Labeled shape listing
*****

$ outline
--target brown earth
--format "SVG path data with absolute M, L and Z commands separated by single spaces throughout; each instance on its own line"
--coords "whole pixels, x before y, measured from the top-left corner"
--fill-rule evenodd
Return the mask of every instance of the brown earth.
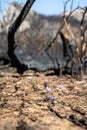
M 13 68 L 0 70 L 0 130 L 86 129 L 86 76 L 76 81 L 52 71 L 19 75 Z

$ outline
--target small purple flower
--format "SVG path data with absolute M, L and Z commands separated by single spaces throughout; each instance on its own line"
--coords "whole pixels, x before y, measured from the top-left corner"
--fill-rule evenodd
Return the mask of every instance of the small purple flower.
M 54 96 L 49 96 L 49 100 L 51 100 L 51 101 L 53 101 L 55 99 L 55 97 Z
M 51 88 L 49 88 L 49 87 L 46 87 L 46 91 L 47 91 L 47 92 L 51 92 L 51 91 L 52 91 L 52 89 L 51 89 Z
M 64 86 L 62 86 L 62 85 L 58 85 L 57 88 L 59 88 L 59 89 L 63 89 Z

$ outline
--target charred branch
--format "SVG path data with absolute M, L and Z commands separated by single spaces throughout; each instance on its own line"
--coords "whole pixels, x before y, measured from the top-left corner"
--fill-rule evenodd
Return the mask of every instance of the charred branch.
M 14 21 L 14 23 L 9 27 L 9 30 L 8 30 L 8 52 L 7 53 L 11 59 L 12 66 L 15 66 L 19 73 L 23 73 L 23 71 L 27 69 L 27 66 L 25 66 L 24 64 L 21 64 L 14 53 L 15 48 L 16 48 L 14 36 L 17 29 L 19 28 L 19 26 L 25 19 L 26 15 L 28 14 L 34 2 L 35 0 L 27 0 L 21 13 L 17 17 L 17 19 Z

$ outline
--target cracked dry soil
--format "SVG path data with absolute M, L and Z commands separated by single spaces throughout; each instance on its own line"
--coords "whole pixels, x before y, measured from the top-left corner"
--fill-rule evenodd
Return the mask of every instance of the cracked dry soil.
M 0 70 L 0 130 L 86 129 L 86 76 L 76 81 L 52 71 L 19 75 L 13 68 Z

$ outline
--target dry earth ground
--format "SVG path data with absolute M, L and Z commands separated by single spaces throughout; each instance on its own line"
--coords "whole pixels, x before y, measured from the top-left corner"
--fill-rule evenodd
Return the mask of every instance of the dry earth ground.
M 0 70 L 0 130 L 86 129 L 86 76 Z

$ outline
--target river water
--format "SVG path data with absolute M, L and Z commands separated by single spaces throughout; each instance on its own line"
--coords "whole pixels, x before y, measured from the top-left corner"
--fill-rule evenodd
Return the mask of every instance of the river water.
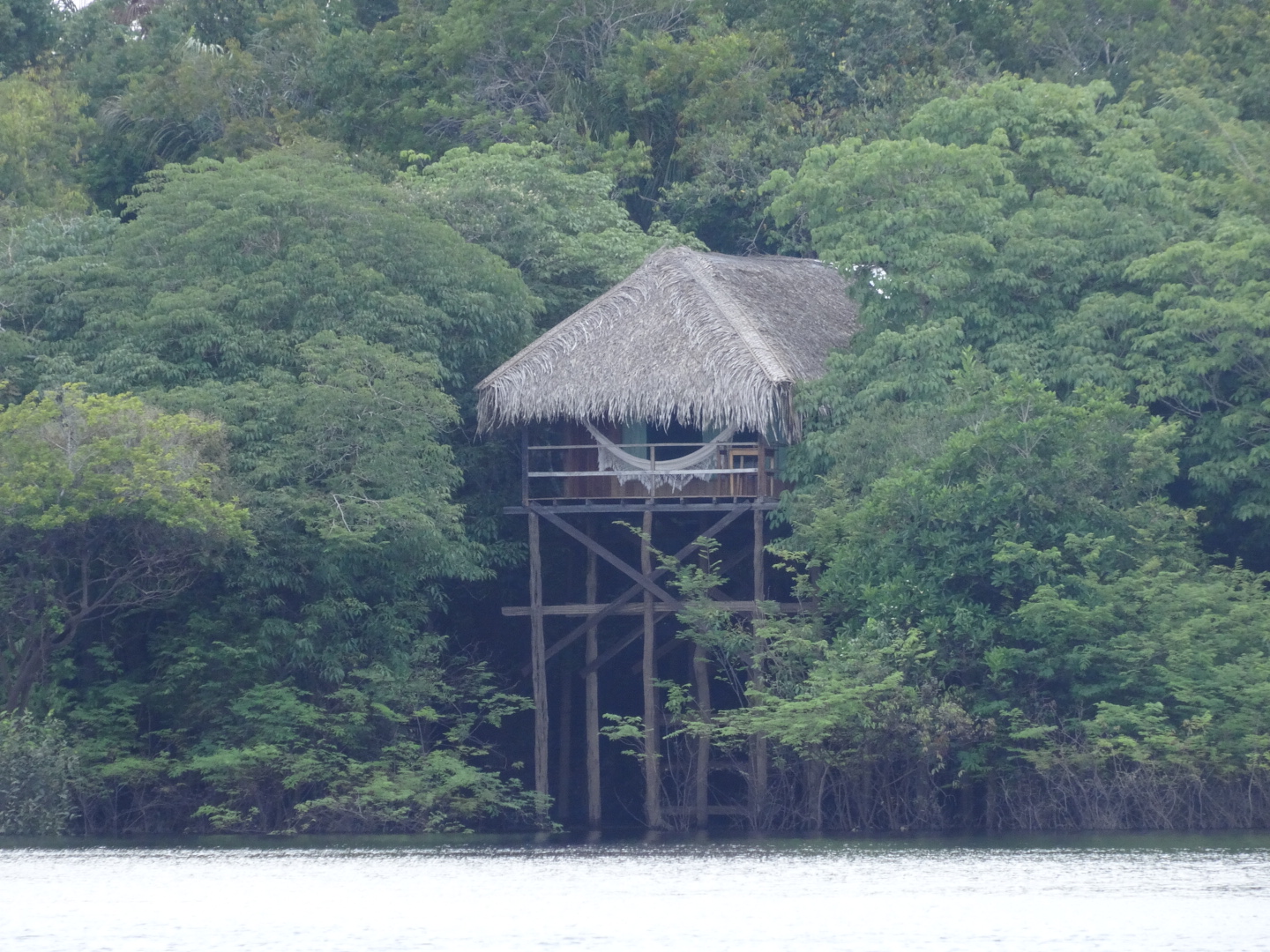
M 1270 838 L 0 848 L 0 948 L 1270 949 Z

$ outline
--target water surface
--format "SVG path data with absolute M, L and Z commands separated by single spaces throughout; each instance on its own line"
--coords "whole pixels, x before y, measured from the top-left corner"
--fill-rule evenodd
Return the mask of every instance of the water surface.
M 0 849 L 22 952 L 1270 949 L 1270 839 Z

*****

→ Short problem:
Copy every line of the listing above without any changes, leaving out the pictures.

→ Task solution:
$ outline
--target brown earth
--format "SVG path data with absolute M, L and Z commands separated by single spaces throughout; each instance on its own line"
--coords "whole pixels, x before y, measured from the top-left corner"
--fill-rule evenodd
Return the mask of every instance of the brown earth.
M 13 68 L 0 70 L 0 130 L 86 129 L 86 76 L 76 81 L 52 71 L 19 75 Z

$ outline
--target small purple flower
--format "SVG path data with absolute M, L and Z commands separated by single spaces throughout; each instance on its own line"
--coords "whole pixels, x before y, measured from the top-left corner"
--fill-rule evenodd
Return the mask of every instance of the small purple flower.
M 54 96 L 49 96 L 49 100 L 51 100 L 51 101 L 53 101 L 55 99 L 55 97 Z
M 51 88 L 49 88 L 49 87 L 46 87 L 46 91 L 47 91 L 47 92 L 51 92 L 51 91 L 52 91 L 52 89 L 51 89 Z
M 64 86 L 62 86 L 62 85 L 58 85 L 57 88 L 59 88 L 59 89 L 63 89 Z

$ outline
--target charred branch
--format "SVG path data with absolute M, L and Z commands separated by single spaces throughout; each instance on its own line"
--coords "whole pixels, x before y, measured from the top-left corner"
--fill-rule evenodd
Return the mask of every instance of the charred branch.
M 14 21 L 14 23 L 9 27 L 9 30 L 8 30 L 8 52 L 7 53 L 11 59 L 12 66 L 15 66 L 19 73 L 23 73 L 23 71 L 27 69 L 27 66 L 25 66 L 24 64 L 21 64 L 14 53 L 15 48 L 16 48 L 14 36 L 17 29 L 19 28 L 19 26 L 25 19 L 26 15 L 28 14 L 34 2 L 35 0 L 27 0 L 21 13 L 17 17 L 17 19 Z

$ outline
--target cracked dry soil
--format "SVG path data with absolute M, L and Z commands separated by single spaces throughout; each instance on its own line"
--coords "whole pixels, x before y, measured from the top-left corner"
--fill-rule evenodd
Return the mask of every instance of the cracked dry soil.
M 0 70 L 0 130 L 86 129 L 86 76 L 76 81 L 52 71 L 19 75 L 13 68 Z

$ outline
--target dry earth ground
--format "SVG path data with absolute M, L and Z commands separated by single spaces throughout; each instance on its own line"
--coords "whole pixels, x before y, measured from the top-left corner"
--fill-rule evenodd
Return the mask of every instance of the dry earth ground.
M 0 70 L 0 130 L 86 129 L 86 76 Z

$ outline
--target river water
--format "SVG path data with absolute M, L and Z commands separated by single spaces throughout; each instance on its own line"
--coords "whole pixels, x before y, measured from the top-left corner"
--fill-rule evenodd
Return the mask of every instance of the river water.
M 1270 838 L 0 848 L 0 948 L 1270 949 Z

$ outline
--target water surface
--format "SVG path data with absolute M, L and Z commands separated by single spaces throughout; each instance on its own line"
--coords "whole pixels, x before y, measured from the top-left corner"
--fill-rule evenodd
Return the mask of every instance of the water surface.
M 0 849 L 22 952 L 1270 949 L 1270 839 Z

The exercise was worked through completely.